TRY IT> Can you return, word for word, everything from "The Babylonian calendar" down to "the Aries constellation." in the passage on the Babylonian zodiac below?
Start of TEXT PASSAGE
The Babylonian calendar as it stood in the 7th century BC assigns each month a constellation, beginning with the position of the Sun at vernal equinox, which at the time was the Aries constellation ("Age of Aries"), for which reason first astrological sign is still called "Aries" even after vernal equinox has moved away from the Aries constellation.
The Babylonian zodiac also finds reflection in the Hebrew Bible. The name of the twelve signs are equivalent to the names in use today, except that the name of the Eagle seems to have been usually substituted for Scorpio. The arrangement of the twelve tribes of Israel around the Tabernacle (Numbers 2) corresponded to the order of the Zodiac; and four of the tribes represented the middle signs of each quarter: Judah was the Lion, Reuben the Man, Ephraim the Bull, and Dan the Eagle. The faces of the cherubim, in both Ezekiel and Revelation, are the middle signs of the four quarters of the Zodiac: the Lion is Leo; the Bull is Taurus; the Man is Aquarius; and the Eagle is Scorpio.
End of TEXT PASSAGE
Start of INFORMATION
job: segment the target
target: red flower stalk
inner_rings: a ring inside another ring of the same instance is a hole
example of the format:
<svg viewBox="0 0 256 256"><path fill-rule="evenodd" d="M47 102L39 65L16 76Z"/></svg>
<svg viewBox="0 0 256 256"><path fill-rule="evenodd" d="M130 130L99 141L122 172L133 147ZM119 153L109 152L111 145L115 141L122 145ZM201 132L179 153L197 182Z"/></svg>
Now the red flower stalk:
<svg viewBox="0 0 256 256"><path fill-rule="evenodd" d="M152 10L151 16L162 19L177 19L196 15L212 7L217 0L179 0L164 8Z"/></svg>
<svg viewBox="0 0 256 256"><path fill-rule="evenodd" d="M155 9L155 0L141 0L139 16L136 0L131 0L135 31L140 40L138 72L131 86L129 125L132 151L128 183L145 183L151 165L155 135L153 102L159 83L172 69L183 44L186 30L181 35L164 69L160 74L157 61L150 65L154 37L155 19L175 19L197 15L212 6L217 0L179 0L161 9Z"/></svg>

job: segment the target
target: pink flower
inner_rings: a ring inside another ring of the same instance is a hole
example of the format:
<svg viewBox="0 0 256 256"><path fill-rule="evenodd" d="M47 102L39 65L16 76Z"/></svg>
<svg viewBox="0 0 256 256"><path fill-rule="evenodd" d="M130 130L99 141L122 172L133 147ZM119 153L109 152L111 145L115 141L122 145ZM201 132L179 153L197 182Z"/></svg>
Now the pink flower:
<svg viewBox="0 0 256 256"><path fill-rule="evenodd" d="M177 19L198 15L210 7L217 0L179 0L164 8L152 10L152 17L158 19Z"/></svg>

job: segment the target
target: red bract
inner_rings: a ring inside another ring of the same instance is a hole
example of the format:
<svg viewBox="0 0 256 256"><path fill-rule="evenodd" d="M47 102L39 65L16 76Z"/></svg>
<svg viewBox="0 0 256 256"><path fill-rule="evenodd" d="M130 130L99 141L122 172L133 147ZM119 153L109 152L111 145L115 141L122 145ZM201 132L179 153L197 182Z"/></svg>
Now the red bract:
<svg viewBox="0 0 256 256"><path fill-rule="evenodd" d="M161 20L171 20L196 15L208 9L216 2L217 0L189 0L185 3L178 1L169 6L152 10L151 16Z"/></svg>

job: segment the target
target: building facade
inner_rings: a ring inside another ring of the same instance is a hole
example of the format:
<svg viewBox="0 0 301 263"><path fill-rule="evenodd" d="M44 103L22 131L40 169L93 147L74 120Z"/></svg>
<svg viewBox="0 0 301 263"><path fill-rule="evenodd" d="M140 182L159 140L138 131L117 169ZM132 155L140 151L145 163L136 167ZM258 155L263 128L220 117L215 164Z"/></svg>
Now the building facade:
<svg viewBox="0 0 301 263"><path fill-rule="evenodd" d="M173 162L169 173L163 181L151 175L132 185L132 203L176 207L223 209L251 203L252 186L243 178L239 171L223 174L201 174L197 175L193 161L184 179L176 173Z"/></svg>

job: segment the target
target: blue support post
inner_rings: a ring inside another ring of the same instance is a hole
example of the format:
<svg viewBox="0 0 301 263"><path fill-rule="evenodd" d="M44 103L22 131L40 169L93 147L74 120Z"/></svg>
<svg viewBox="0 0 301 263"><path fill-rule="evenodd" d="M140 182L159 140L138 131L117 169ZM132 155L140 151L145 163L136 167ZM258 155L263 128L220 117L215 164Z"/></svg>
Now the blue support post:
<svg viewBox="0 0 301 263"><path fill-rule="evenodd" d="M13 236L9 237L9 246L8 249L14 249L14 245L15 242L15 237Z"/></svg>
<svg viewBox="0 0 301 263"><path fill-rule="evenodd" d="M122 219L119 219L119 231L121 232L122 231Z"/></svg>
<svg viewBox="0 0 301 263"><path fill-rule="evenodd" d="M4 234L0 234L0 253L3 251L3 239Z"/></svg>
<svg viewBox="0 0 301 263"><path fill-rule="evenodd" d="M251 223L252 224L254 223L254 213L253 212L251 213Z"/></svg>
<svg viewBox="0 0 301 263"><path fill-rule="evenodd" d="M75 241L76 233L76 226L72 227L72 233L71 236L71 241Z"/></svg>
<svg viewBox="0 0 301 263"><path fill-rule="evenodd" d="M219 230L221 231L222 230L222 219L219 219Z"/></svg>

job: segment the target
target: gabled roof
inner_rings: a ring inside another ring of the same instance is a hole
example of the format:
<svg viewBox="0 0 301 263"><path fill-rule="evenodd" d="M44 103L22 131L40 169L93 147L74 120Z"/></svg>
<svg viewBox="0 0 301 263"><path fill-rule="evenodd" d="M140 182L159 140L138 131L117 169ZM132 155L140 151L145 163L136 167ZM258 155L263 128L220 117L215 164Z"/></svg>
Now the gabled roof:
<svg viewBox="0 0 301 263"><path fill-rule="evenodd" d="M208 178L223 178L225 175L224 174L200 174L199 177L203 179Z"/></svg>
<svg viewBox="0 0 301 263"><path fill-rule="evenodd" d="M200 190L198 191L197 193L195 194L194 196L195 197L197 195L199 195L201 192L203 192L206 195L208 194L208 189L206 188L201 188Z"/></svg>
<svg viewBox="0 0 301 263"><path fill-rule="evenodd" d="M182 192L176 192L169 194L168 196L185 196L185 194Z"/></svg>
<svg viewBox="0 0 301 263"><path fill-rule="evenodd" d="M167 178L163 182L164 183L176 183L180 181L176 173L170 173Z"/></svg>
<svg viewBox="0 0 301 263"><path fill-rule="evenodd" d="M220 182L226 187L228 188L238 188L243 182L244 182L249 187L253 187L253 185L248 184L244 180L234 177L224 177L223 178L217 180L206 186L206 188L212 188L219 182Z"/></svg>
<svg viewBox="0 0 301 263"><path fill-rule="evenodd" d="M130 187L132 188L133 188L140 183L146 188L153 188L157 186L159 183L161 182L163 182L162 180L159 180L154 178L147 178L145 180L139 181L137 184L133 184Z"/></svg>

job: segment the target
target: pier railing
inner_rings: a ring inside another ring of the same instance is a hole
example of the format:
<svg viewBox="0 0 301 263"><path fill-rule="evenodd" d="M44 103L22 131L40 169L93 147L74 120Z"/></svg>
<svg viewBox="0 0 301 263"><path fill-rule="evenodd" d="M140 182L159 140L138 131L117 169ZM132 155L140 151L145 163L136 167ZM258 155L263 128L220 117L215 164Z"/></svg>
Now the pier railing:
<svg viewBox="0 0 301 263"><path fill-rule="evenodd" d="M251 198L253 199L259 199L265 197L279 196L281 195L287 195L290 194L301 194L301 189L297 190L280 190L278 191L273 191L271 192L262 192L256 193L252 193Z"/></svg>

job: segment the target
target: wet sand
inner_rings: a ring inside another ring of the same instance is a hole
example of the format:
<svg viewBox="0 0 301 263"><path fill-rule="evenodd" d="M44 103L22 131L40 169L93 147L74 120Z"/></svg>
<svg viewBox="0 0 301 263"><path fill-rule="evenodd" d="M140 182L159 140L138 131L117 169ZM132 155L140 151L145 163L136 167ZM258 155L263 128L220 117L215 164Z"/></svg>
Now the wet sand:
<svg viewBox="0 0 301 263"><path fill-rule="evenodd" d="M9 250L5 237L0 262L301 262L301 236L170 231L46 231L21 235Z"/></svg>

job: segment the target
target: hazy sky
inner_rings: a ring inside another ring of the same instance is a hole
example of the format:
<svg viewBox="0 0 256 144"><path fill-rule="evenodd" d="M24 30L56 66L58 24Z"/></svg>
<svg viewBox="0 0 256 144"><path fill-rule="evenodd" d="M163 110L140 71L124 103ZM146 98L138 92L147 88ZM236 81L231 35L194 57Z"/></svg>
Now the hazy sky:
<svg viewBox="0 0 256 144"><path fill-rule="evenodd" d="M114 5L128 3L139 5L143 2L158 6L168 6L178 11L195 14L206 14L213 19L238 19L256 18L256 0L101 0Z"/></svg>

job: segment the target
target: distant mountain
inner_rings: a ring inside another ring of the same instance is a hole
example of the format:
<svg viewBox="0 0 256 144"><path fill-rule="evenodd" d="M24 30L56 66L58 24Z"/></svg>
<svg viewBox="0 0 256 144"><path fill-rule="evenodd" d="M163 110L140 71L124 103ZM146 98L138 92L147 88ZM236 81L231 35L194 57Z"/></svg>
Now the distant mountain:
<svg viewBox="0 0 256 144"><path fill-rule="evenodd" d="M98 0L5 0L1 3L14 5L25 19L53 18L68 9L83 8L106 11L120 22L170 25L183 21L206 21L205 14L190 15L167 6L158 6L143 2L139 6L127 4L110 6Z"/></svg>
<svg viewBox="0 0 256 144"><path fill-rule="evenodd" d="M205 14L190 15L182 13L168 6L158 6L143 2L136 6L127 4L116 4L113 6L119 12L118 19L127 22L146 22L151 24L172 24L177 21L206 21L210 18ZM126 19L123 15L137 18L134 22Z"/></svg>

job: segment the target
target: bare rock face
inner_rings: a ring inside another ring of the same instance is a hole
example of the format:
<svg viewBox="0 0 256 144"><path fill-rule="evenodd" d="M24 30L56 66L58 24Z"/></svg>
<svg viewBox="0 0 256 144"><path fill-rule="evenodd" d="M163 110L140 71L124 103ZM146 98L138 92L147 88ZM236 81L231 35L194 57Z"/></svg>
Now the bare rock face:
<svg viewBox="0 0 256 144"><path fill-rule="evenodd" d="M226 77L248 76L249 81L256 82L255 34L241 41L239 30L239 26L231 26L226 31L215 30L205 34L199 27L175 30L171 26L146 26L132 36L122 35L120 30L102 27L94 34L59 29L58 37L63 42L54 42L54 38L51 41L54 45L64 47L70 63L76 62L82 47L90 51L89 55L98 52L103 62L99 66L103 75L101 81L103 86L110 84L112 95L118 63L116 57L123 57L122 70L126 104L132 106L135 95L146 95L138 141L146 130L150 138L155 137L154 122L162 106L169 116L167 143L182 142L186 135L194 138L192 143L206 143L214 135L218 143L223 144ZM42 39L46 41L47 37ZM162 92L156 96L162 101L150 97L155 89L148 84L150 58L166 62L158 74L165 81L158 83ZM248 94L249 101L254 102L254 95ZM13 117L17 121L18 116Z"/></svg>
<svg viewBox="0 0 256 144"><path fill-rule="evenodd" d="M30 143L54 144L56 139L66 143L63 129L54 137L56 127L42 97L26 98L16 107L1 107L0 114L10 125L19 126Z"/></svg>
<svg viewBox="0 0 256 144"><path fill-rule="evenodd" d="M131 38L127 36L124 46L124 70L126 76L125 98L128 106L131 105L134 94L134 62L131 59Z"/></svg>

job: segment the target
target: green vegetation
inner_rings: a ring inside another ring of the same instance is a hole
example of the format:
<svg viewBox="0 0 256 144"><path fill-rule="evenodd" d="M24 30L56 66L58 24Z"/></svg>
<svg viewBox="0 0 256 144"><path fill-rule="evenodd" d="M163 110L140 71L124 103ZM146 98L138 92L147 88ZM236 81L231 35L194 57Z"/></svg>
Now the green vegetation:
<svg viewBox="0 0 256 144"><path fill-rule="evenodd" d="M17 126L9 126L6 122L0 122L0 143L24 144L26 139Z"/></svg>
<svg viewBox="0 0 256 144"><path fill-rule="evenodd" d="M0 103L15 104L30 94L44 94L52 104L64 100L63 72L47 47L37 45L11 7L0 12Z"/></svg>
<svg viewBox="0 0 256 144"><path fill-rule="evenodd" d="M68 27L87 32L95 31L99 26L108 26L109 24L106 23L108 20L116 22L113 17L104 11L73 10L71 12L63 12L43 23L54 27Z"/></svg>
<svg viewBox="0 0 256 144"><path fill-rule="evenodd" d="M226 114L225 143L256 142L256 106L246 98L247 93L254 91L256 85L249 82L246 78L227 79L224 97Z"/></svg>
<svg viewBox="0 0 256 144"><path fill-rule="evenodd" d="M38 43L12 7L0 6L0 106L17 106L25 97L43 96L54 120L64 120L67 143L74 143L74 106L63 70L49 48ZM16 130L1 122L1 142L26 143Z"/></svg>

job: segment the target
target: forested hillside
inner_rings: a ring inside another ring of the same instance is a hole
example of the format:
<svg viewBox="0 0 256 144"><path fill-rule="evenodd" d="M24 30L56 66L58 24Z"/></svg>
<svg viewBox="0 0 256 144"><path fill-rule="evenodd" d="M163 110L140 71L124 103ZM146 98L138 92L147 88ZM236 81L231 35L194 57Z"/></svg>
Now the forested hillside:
End of INFORMATION
COMPLETED EXERCISE>
The Babylonian calendar as it stood in the 7th century BC assigns each month a constellation, beginning with the position of the Sun at vernal equinox, which at the time was the Aries constellation ("Age of Aries"), for which reason first astrological sign is still called "Aries" even after vernal equinox has moved away from the Aries constellation.